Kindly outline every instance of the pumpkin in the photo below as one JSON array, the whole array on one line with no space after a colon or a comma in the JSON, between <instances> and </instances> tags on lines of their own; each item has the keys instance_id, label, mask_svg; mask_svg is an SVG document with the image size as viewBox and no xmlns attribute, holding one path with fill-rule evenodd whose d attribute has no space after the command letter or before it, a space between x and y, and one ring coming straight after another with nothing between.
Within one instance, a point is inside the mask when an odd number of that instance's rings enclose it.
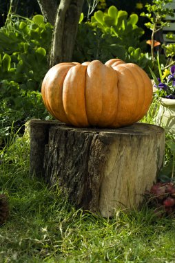
<instances>
[{"instance_id":1,"label":"pumpkin","mask_svg":"<svg viewBox=\"0 0 175 263\"><path fill-rule=\"evenodd\" d=\"M83 64L59 63L45 75L41 87L46 109L76 127L116 128L130 125L147 113L152 84L138 66L112 59Z\"/></svg>"}]
</instances>

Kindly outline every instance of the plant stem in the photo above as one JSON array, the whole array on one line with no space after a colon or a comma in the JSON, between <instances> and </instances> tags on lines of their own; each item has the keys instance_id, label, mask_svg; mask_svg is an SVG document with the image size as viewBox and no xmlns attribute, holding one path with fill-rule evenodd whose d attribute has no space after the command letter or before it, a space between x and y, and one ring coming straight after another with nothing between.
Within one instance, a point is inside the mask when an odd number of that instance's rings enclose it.
<instances>
[{"instance_id":1,"label":"plant stem","mask_svg":"<svg viewBox=\"0 0 175 263\"><path fill-rule=\"evenodd\" d=\"M173 154L173 162L172 162L172 178L174 177L174 163L175 163L175 154Z\"/></svg>"}]
</instances>

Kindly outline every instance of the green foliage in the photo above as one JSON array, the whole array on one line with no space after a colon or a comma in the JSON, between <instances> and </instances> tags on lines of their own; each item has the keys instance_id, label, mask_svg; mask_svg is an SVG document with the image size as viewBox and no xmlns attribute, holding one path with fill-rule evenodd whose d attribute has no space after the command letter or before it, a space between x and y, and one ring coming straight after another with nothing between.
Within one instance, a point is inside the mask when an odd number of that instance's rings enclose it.
<instances>
[{"instance_id":1,"label":"green foliage","mask_svg":"<svg viewBox=\"0 0 175 263\"><path fill-rule=\"evenodd\" d=\"M125 58L127 62L132 62L139 65L148 73L149 67L152 67L152 57L148 53L143 53L140 48L134 48L130 46Z\"/></svg>"},{"instance_id":2,"label":"green foliage","mask_svg":"<svg viewBox=\"0 0 175 263\"><path fill-rule=\"evenodd\" d=\"M52 33L52 26L40 15L29 19L10 14L0 28L1 141L13 123L48 114L40 91Z\"/></svg>"},{"instance_id":3,"label":"green foliage","mask_svg":"<svg viewBox=\"0 0 175 263\"><path fill-rule=\"evenodd\" d=\"M107 13L95 12L91 21L79 21L73 60L83 62L99 60L103 62L112 57L125 60L130 46L137 48L144 33L136 26L138 16L127 18L125 11L111 6Z\"/></svg>"},{"instance_id":4,"label":"green foliage","mask_svg":"<svg viewBox=\"0 0 175 263\"><path fill-rule=\"evenodd\" d=\"M115 37L119 44L126 48L130 46L136 47L144 30L136 26L136 14L132 14L129 18L127 16L126 11L119 11L115 6L112 6L107 13L101 10L96 12L91 17L91 24L94 28L101 28L103 33Z\"/></svg>"},{"instance_id":5,"label":"green foliage","mask_svg":"<svg viewBox=\"0 0 175 263\"><path fill-rule=\"evenodd\" d=\"M152 4L145 5L147 12L142 12L141 16L146 17L150 20L145 24L147 28L152 31L159 30L167 25L163 19L167 15L174 16L174 10L166 7L171 2L172 0L153 0Z\"/></svg>"},{"instance_id":6,"label":"green foliage","mask_svg":"<svg viewBox=\"0 0 175 263\"><path fill-rule=\"evenodd\" d=\"M155 62L154 52L154 40L155 33L161 30L164 26L167 26L167 21L165 21L167 15L173 17L174 10L167 7L168 3L172 2L172 0L153 0L152 4L145 5L147 12L142 12L141 16L147 17L148 22L145 26L150 29L152 33L152 57L153 64Z\"/></svg>"},{"instance_id":7,"label":"green foliage","mask_svg":"<svg viewBox=\"0 0 175 263\"><path fill-rule=\"evenodd\" d=\"M165 50L167 57L173 57L175 56L175 44L163 45L163 48Z\"/></svg>"}]
</instances>

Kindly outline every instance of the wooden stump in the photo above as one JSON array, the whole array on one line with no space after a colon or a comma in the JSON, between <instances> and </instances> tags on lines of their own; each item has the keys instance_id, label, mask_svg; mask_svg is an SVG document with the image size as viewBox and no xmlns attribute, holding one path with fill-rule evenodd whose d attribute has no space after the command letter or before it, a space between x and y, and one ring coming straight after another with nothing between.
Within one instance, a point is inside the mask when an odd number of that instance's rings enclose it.
<instances>
[{"instance_id":1,"label":"wooden stump","mask_svg":"<svg viewBox=\"0 0 175 263\"><path fill-rule=\"evenodd\" d=\"M121 129L30 122L30 172L58 184L78 207L103 217L138 208L163 161L165 132L136 123Z\"/></svg>"}]
</instances>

> [WRITTEN PROBLEM]: Repeat every record precisely. Any picture among them stays out of the copy.

> [RESULT FOR THIS TASK]:
Kindly outline every instance of the pumpkin in the photo below as one JSON array, the whole array on one line with no space after a colon or a comma in the JSON, between <instances> and </instances> tags on lines of their own; each item has the keys instance_id, label, mask_svg; mask_svg is an SVG document with the image size as viewBox and no xmlns attribute, holding one path with fill-rule evenodd whose d attribute has no space after the command letter or before it, a space between x and y, and one ring coming straight after another with nothing between.
Within one instance, a point is inside the mask when an odd number of that instance's rings enclose it.
<instances>
[{"instance_id":1,"label":"pumpkin","mask_svg":"<svg viewBox=\"0 0 175 263\"><path fill-rule=\"evenodd\" d=\"M83 64L59 63L45 75L41 87L46 109L76 127L116 128L130 125L147 113L152 84L138 66L112 59Z\"/></svg>"}]
</instances>

Kindly outline every instance of the plant stem in the photo above as one JSON array, the whole array on one line with no space after a colon or a comma in the JSON, between <instances> and </instances> tags on lines of their own; each item has the keys instance_id, label, mask_svg; mask_svg is an SVG document with the image size as viewBox and no xmlns attribute, holding one path with fill-rule evenodd whose d attribute has no space after the command letter or before it, a space between x and y, and one ring coming straight after another with nothing between.
Within one instance, a point is inside the mask when an odd number of that instance's rings enclose it.
<instances>
[{"instance_id":1,"label":"plant stem","mask_svg":"<svg viewBox=\"0 0 175 263\"><path fill-rule=\"evenodd\" d=\"M173 154L173 162L172 162L172 178L174 177L174 163L175 163L175 154Z\"/></svg>"}]
</instances>

Kindly outline every instance of the green foliage in the photo above as one JSON array, the whole array on one line with no space after a colon or a comma in the JSON, between <instances> and </instances> tags on lines of their own; each item has the keys instance_id, label, mask_svg; mask_svg is an SVG document with the image size as viewBox and no xmlns attribute, holding one path with fill-rule evenodd whose d attribute has no space after the command letter or before it, a space between x and y, and one ring coming straight after another with nothing between.
Within one instance, a point is inside the mask when an odd number of that instance's rings enclose it.
<instances>
[{"instance_id":1,"label":"green foliage","mask_svg":"<svg viewBox=\"0 0 175 263\"><path fill-rule=\"evenodd\" d=\"M125 58L127 62L132 62L139 65L148 73L149 67L152 67L152 57L148 53L143 53L140 48L134 48L130 46Z\"/></svg>"},{"instance_id":2,"label":"green foliage","mask_svg":"<svg viewBox=\"0 0 175 263\"><path fill-rule=\"evenodd\" d=\"M52 33L52 26L40 15L29 19L10 14L0 28L1 141L13 123L48 114L40 91Z\"/></svg>"},{"instance_id":3,"label":"green foliage","mask_svg":"<svg viewBox=\"0 0 175 263\"><path fill-rule=\"evenodd\" d=\"M107 13L95 12L91 21L79 21L73 60L83 62L99 60L103 62L112 57L125 60L130 46L137 48L144 33L136 26L138 16L127 18L125 11L111 6Z\"/></svg>"},{"instance_id":4,"label":"green foliage","mask_svg":"<svg viewBox=\"0 0 175 263\"><path fill-rule=\"evenodd\" d=\"M115 37L119 44L126 48L130 46L136 47L144 30L136 26L136 14L132 14L129 18L127 16L126 11L119 11L115 6L112 6L107 13L101 10L96 12L91 17L91 24L94 28L101 28L103 33Z\"/></svg>"},{"instance_id":5,"label":"green foliage","mask_svg":"<svg viewBox=\"0 0 175 263\"><path fill-rule=\"evenodd\" d=\"M152 4L145 5L147 12L142 12L141 16L146 17L150 20L145 24L147 28L152 31L159 30L167 25L163 19L167 15L174 16L174 10L166 7L171 2L172 0L153 0Z\"/></svg>"},{"instance_id":6,"label":"green foliage","mask_svg":"<svg viewBox=\"0 0 175 263\"><path fill-rule=\"evenodd\" d=\"M155 62L154 52L154 40L155 33L161 30L164 26L167 26L167 21L165 21L167 15L173 17L174 10L167 7L168 3L172 2L172 0L153 0L152 4L145 5L147 12L142 12L141 16L147 17L148 22L145 26L150 29L152 33L152 57L153 64Z\"/></svg>"},{"instance_id":7,"label":"green foliage","mask_svg":"<svg viewBox=\"0 0 175 263\"><path fill-rule=\"evenodd\" d=\"M165 50L167 57L173 57L175 56L175 44L163 45L163 48Z\"/></svg>"}]
</instances>

Kindly outline every instance of the wooden stump in the photo above as one JSON array, the whole array on one line with no space after a colon or a comma in the JSON, between <instances> and </instances> tags on lines of their own; each item has the keys instance_id, label, mask_svg; mask_svg is an SVG document with the image size as viewBox and no xmlns attribute, holding one path with fill-rule evenodd whose d attribute has no space after the command letter or before it, a space between x and y, and one ring coming straight after another with nothing between.
Within one instance, a point is inside the mask when an odd number of that instance's rings enclose it.
<instances>
[{"instance_id":1,"label":"wooden stump","mask_svg":"<svg viewBox=\"0 0 175 263\"><path fill-rule=\"evenodd\" d=\"M121 129L30 122L30 172L58 184L78 207L103 217L138 208L163 161L165 132L136 123Z\"/></svg>"}]
</instances>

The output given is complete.